Given exercise:
Rewrite each line of the entries below as a Markdown table with two columns, No. and Line. Number the rows and leave out any blank lines.
— Start Exercise materials —
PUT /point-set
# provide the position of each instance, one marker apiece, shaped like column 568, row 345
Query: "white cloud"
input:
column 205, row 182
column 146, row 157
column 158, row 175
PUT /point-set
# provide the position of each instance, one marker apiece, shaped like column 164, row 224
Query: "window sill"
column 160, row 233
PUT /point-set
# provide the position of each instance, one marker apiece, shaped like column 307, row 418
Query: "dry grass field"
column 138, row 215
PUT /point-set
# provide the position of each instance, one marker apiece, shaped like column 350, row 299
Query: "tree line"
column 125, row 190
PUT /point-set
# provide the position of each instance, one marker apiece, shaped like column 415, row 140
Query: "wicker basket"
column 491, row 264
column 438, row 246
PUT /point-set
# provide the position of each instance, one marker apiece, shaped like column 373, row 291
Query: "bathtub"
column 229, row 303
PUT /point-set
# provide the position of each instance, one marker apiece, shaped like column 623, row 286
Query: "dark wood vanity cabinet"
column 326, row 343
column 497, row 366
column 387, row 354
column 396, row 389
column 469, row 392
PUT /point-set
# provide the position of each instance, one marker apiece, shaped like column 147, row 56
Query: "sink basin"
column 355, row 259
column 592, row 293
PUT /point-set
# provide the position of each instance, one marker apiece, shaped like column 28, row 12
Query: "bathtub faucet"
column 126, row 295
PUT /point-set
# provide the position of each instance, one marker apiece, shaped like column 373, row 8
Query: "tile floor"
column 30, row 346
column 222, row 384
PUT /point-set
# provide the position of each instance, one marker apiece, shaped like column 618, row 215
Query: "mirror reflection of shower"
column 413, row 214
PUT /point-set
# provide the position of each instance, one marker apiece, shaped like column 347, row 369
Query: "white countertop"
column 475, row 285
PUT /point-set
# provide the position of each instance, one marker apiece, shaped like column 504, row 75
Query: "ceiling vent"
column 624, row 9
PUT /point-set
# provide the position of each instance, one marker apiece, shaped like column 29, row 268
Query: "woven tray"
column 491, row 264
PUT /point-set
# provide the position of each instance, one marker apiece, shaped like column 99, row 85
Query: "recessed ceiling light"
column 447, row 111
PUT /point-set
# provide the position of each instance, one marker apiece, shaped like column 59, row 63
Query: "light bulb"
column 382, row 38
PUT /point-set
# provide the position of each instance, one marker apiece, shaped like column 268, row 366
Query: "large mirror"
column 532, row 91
— End Exercise materials —
Task output:
| No. | Line |
|---|---|
| 1 | PUT /point-set |
| 2 | # provide the position of each instance, one marker apiece, shaped like column 568, row 345 |
| 3 | Query: "white cloud" |
| 4 | input: |
| 5 | column 205, row 182 |
| 6 | column 146, row 157 |
| 7 | column 158, row 175 |
| 8 | PUT /point-set |
| 9 | # provide the position of each instance, one marker apiece, shaped like column 164, row 224 |
| 10 | Query: "window sill" |
| 11 | column 160, row 233 |
| 12 | PUT /point-set |
| 13 | # provide the position of each instance, one marker apiece, shaped like column 307, row 418 |
| 14 | Query: "dry grass field" |
| 15 | column 138, row 215 |
| 16 | PUT /point-set |
| 17 | # provide the position of each instance, one marker apiece, shaped like column 350, row 299 |
| 18 | Query: "tree line" |
| 19 | column 125, row 190 |
| 20 | PUT /point-set |
| 21 | # provide the position of each instance, one marker apiece, shaped like column 415, row 140 |
| 22 | Query: "wicker basket" |
| 23 | column 491, row 264 |
| 24 | column 438, row 246 |
| 25 | PUT /point-set |
| 26 | # provide the position of each instance, one marker apiece, shaped like column 373, row 291 |
| 27 | Query: "bathtub" |
| 28 | column 229, row 303 |
| 29 | PUT /point-set |
| 30 | # provide the position of each instance, one marker apiece, shaped like column 623, row 286 |
| 31 | Query: "dark wood vanity cabinet" |
| 32 | column 326, row 343 |
| 33 | column 497, row 366 |
| 34 | column 387, row 354 |
| 35 | column 396, row 389 |
| 36 | column 469, row 392 |
| 37 | PUT /point-set |
| 38 | # provide the position of each instance, one marker apiece, shaped like column 147, row 56 |
| 39 | Query: "sink basin" |
| 40 | column 355, row 259 |
| 41 | column 592, row 293 |
| 42 | PUT /point-set |
| 43 | # provide the position of each instance, one marker apiece, shaped like column 28, row 12 |
| 44 | Query: "bathtub faucet" |
| 45 | column 126, row 295 |
| 46 | PUT /point-set |
| 47 | # provide the position of each instance, one marker apiece, shaped like column 373, row 8 |
| 48 | Query: "tile floor" |
| 49 | column 30, row 346 |
| 50 | column 222, row 384 |
| 51 | PUT /point-set |
| 52 | # provide the position of each instance, one marker apiece, shaped like column 618, row 215 |
| 53 | Query: "mirror reflection of shower" |
| 54 | column 413, row 214 |
| 55 | PUT /point-set |
| 56 | # provide the position of each instance, one marker apiece, shaped like column 347, row 369 |
| 57 | Query: "white countertop" |
| 58 | column 475, row 285 |
| 59 | PUT /point-set |
| 60 | # provide the position of each instance, one marker apiece, shaped like column 504, row 75 |
| 61 | Query: "ceiling vent" |
| 62 | column 624, row 9 |
| 63 | PUT /point-set |
| 64 | # provide the position of each instance, one marker apiece, shaped like column 29, row 268 |
| 65 | Query: "woven tray" |
| 66 | column 491, row 264 |
| 67 | PUT /point-set |
| 68 | # provide the position of each instance, one marker apiece, shaped like column 99, row 85 |
| 69 | Query: "recessed ceiling light" |
| 70 | column 447, row 111 |
| 71 | PUT /point-set |
| 72 | # provide the position of each instance, one marker apiece, shaped like column 59, row 63 |
| 73 | Query: "light bulb" |
| 74 | column 382, row 38 |
| 75 | PUT /point-set |
| 76 | # provide the position of each instance, one marker apiece, shaped like column 268, row 366 |
| 77 | Query: "large mirror" |
| 78 | column 532, row 91 |